> **DOCUMENT SECTION**:
Actual executions – zero.
So the question is: how the bleep could that take seven minutes?! (and of course, how do I fix it?)
EDIT: Some clarification on what I'm asking here.
I am not interested in general performance-related advice, such as "look at indexes", "look at sizes", "parameter sniffing", "different execution plans for different data", etc.
I know all that already, I can do all that kind of analysis myself.
What I really need is to know what could cause that one particular clustered index seek to be so slow, and then what could I do to speed it up.
Not the whole query.
Not any part of the query.
Just that one particular index seek.
END EDIT
Also note how the second and third most expensive operations are seeks over _Security_Tuple3 and _Security_Tuple2 respectively, and they only take 7.5% and 3.7% of time. Meanwhile, _Security_Tuple3 contains roughly 2.8M rows, which is six times that of _Security_Tuple4.
Also, some background:
This is the only database from this project that misbehaves.
There are a couple dozen other databases of the same schema, none of them exhibit this problem.
The first time this problem was discovered, it turned out that the indexes were 99% fragmented.
Rebuilding the indexes did speed it up, but not significantly: the whole query took 45 minutes before rebuild and 30 minutes after.
While playing with the database, I have noticed that simple queries like “select count(*) from _Security_Tuple4” take several minutes. WTF?!
However, they only took several minutes on the first run, and after that they were instant.
The problem is not connected to the particular server, neither to the particular SQL Server instance: if I back up the database and then restore it on another computer, the behavior remains the same.
First I'd like to point out a little misconception here: although the delete statement is said to take nearly 48% of the entire execution, this does not have to mean it takes 48% of the time needed; in fact, the 51% assigned inside that part of the query plan most definitely should NOT be interpreted as taking 'half of the time' of the entire operation!
Anyway, going by your remark that it takes a couple of minutes to do a COUNT(*) of the table 'the first time' I'm inclined to say that you have an IO issue related to said table/view. Personally I don't like materialized views very much so I have no real experience with them and how they behave internally but normally I would suggest that fragmentation is causing its toll on the underlying storage system. The reason it works fast the second time is because it's much faster to access the pages from the cache than it was when fetching them from disk, especially when they are all over the place. (Are there any (max) fields in the view ?)
Anyway, to find out what is taking so long I'd suggest you rather take this code out of the trigger it's currently in, 'fake' an inserted and deleted table and then try running the queries again adding times-stamps and/or using some program like SQL Sentry Plan Explorer to see how long each part REALLY takes (it has a duration column when you run a script from within the program).
It might well be that you're looking at the wrong part; experience shows that cost and actual execution times are not always as related as we'd like to think.
Observations include:
Is this the biggest of these databases that you are working with? If so, size matters to the optimizer. It will make quite a different plan for large datasets versus smaller data sets.
The estimated rows and the actual rows are quite divergent. This is most apparent on the fourth query. "delete c from #alternativeRoutes...." where the _Security_Tuple5 estimates returning 16 rows, but actually used 235,904 rows. For that many rows an Index Scan could be more performant than Index Seeks. Are the statistics on the table up to date or do they need to be updated?

> **WHAT TO DO**:
(A) Rewrite the passage of the SQL Server thread from "However, they only" up to and including "remains the same.", renaming "another computer" as "a different machine".
(B) Take the SQL Server performance thread further, picking up right after its final sentence.
The records have no role in any of this.

Dataset entries
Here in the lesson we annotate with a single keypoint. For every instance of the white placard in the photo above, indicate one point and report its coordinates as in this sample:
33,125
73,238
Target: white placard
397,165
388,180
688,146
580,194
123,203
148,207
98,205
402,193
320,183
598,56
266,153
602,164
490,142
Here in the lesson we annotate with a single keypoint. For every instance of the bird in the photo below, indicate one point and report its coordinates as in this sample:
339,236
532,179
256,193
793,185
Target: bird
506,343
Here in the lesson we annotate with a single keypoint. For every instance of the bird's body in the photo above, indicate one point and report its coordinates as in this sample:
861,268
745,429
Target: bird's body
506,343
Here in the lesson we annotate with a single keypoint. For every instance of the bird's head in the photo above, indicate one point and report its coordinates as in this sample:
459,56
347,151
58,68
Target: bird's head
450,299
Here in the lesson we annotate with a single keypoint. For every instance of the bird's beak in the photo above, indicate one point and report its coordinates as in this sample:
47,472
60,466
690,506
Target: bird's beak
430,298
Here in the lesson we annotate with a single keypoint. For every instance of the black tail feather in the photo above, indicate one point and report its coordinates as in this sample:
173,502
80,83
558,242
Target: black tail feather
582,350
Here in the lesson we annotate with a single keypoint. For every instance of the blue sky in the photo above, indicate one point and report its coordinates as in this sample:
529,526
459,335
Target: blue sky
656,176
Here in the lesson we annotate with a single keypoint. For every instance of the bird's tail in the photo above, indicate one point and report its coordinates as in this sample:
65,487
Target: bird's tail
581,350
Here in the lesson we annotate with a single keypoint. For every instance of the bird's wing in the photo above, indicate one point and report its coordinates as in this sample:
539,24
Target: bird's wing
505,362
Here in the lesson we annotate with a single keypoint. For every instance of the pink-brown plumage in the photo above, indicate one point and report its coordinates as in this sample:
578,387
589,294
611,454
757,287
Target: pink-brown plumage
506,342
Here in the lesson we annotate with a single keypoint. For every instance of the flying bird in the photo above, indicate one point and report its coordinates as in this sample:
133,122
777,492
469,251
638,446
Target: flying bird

> **ANSWERS GIVEN**:
(A)
However, they only took several minutes on the first run, and after that they were instant.
The problem is not connected to the particular server, neither to the particular SQL Server instance: if I back up the database and then restore it on a different machine, the behavior remains the same.

(B)
The "select count(*) from _Security_Tuple4" takes several minutes, the first time. The second time is instant. This is because the data is all now cached in memory (until it ages out) and the second query is fast.
Because the problem moves with the database then the statistics, any missing indexes, et cetera are in the database. I would also suggest checking that the indexes match with other databases using the same schema.
This is not a full analysis, but it gives you some things to look at.
Fyodor,
First:
The problem is not connected to the particular server, neither to the particular SQL Server instance: if I back up the database and then restore it on another computer, the behavior remains the same.
I presume that you: a) run this query in isolated environment, b) the data is not under mutation.
Is this correct?
Second: post here your CREATE INDEX script. Do you have a funny FILLFACTOR? SORT_IN_TEMPDB?
Third: which type is your ParentId, ObjectId? int, smallint, uniqueidentifier, varchar?

How long should a query that returns 5 million records take?

I realise the answer should probably be 'as little time as possible' but I'm trying to learn how to optimise databases and I have no idea what an acceptable time is for my hardware.
For a start I'm using my local machine with a copy of sql server 2008 express. I have a dual-core processor, 2GB ram and a 64bit OS (if that makes a difference). I'm only using a simple table with about 6 varchar fields.
At first I queried the data without any indexing. This took a ridiculously long amount of time so I cancelled and added a clustered index (using the PK) to the table. This cut the time down to 1 minute 14 sec. I have no idea if this is the best I can get or whether I'm still able to cut this down even further?
Am I limited by my hardware or is there anything else I can do to my table/database/queries to get results faster?
FYI I'm only using a standard SELECT * FROM <Table> to retrieve my results.
EDIT: Just to clarify, I'm only doing this for testing purposes. I don't NEED to pull out all the data, I'm just using that as a consistent test to see if I can cut down the query times.
I suppose what I'm asking is: Is there anything I can do to speed up the performance of my queries other than a) upgrading hardware and b) adding indexes (assuming the schema is already good)?
I think you are asking the wrong question.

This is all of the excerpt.